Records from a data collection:
——————
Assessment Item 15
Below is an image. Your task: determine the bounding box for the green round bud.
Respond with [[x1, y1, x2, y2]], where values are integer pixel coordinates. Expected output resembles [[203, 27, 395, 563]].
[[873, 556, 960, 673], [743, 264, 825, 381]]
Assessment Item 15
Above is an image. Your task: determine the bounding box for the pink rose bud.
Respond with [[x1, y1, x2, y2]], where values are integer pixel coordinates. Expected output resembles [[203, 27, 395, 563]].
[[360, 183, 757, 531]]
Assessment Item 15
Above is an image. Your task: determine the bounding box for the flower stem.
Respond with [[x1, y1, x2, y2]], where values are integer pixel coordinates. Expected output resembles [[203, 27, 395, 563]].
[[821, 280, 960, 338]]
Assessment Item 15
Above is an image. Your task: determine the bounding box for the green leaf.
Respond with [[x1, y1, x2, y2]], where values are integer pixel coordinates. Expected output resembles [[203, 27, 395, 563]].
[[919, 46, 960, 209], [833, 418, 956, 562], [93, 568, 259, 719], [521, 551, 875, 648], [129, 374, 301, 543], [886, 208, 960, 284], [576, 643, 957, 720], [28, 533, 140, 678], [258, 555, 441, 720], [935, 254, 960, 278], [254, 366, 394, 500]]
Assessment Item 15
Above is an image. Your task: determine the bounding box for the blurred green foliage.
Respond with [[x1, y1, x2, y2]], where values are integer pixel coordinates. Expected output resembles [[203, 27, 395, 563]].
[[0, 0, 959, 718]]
——————
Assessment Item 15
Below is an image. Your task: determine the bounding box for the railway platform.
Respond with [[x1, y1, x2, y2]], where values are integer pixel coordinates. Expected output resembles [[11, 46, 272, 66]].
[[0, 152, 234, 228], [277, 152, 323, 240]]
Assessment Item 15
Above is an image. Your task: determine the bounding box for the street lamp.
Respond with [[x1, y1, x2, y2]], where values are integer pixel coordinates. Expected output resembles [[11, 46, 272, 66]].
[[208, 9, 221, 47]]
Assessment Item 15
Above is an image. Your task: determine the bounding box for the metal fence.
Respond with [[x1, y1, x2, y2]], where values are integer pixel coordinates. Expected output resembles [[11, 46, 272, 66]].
——————
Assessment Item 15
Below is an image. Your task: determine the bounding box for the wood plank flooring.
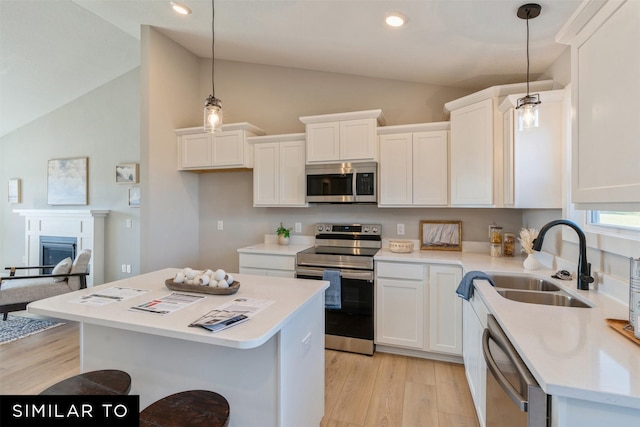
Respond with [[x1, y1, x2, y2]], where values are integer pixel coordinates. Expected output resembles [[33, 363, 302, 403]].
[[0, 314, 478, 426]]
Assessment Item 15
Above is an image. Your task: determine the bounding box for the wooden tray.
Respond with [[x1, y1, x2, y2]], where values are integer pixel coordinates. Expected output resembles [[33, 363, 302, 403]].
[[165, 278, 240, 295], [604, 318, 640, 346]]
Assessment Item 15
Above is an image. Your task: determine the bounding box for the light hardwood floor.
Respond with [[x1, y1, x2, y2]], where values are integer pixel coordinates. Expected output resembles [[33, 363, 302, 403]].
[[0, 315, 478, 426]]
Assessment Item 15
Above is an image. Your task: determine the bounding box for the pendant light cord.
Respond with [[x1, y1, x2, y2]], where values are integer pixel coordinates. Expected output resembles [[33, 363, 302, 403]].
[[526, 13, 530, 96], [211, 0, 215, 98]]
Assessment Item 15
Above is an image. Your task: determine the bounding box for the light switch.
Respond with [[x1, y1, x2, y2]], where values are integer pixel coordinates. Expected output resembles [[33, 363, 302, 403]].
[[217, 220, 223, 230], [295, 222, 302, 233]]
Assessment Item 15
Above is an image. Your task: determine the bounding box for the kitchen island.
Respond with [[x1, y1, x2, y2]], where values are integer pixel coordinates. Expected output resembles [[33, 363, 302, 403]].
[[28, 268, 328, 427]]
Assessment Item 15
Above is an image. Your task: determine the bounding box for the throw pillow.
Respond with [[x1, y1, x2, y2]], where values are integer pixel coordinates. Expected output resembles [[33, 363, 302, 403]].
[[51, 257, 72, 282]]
——————
§ WHAT YOU ARE ASKED TO DO
Show every line from the entries above in which the word "Below" appears.

§ EXERCISE SOLUTION
Below is an image. Your task: determine the bounding box for the green round bud.
Below is an image. Your task: determine the bounding box for the railway platform.
Below is an image. Your task: determine the bounding box for the wood plank flooring.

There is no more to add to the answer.